WRITTEN REQUEST. Reproduce all of the material below, substituting "image-labeling engine" for every occurrence of "sports-video annotation engine". Leave everything else unchanged.

──────── DATA ROWS

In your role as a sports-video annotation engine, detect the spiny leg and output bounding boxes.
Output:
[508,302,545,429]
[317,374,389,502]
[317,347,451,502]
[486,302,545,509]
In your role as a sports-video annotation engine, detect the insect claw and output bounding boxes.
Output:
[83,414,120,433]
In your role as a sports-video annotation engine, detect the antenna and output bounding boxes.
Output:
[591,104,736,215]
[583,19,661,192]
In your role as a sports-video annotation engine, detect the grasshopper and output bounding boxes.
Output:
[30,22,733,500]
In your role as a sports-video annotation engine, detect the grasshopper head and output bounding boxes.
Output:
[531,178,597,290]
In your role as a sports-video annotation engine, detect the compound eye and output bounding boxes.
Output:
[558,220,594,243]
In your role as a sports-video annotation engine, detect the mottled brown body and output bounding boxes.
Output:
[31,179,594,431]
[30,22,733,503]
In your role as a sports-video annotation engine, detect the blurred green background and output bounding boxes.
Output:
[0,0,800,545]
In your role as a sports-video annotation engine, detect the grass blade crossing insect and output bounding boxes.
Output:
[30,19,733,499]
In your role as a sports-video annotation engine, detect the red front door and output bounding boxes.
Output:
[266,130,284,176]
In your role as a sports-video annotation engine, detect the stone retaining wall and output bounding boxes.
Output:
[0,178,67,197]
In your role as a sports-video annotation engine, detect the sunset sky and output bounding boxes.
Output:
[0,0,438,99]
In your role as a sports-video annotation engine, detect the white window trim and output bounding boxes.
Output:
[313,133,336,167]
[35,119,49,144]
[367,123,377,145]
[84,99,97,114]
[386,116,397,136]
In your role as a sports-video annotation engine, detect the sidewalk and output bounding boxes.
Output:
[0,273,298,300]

────────────────

EXPECTED ANSWER.
In your role as a image-labeling engine, detect the spiny leg and output bounding boxes.
Output:
[508,302,545,429]
[317,374,389,502]
[317,347,451,502]
[486,302,545,509]
In your role as a image-labeling engine, detect the insect claw and output bounding boxes.
Output:
[83,414,120,433]
In your role as a image-labeling engine, detect the antenna and output bounding boxes.
Output:
[591,104,736,215]
[583,19,661,192]
In your role as a image-labeling engine, detect the grasshopper and output bounding boxes.
Output:
[30,22,733,500]
In your role as a image-labeling engine, detect the grasshopper head and output bounding boxes.
Output:
[531,178,597,290]
In your role as a image-labeling engine, detect the compound eye and output bounding boxes.
Output:
[558,220,594,243]
In your role as a image-labeling engine, detect the mottled brown body and output bounding boxes.
Output:
[31,179,594,431]
[30,22,733,503]
In your role as a image-labeling engine, detect the blurred green background and output bounding boxes.
Output:
[0,0,800,545]
In your role as a image-labeling engine, detect the grass blade crossing insect and output bounding boxes.
Output:
[30,19,733,499]
In your role as a image-labeling engine, detect the red front door and output bounding boxes.
Output:
[266,130,284,176]
In your role as a image-labeling engine, detect the stone retaining wall and output bounding boxes.
Output:
[0,178,67,197]
In your role as a image-labeling engine, detect the sunset sky and output bounding boxes.
Output:
[0,0,438,99]
In your role as a image-labeling engine, detect the white window trim and output bounding boxes.
Output:
[313,133,336,167]
[35,119,49,144]
[367,123,377,145]
[84,99,97,114]
[386,116,397,136]
In your role as a image-labeling engine, detect the sidewalk and output bounding boxes.
Output:
[0,273,298,300]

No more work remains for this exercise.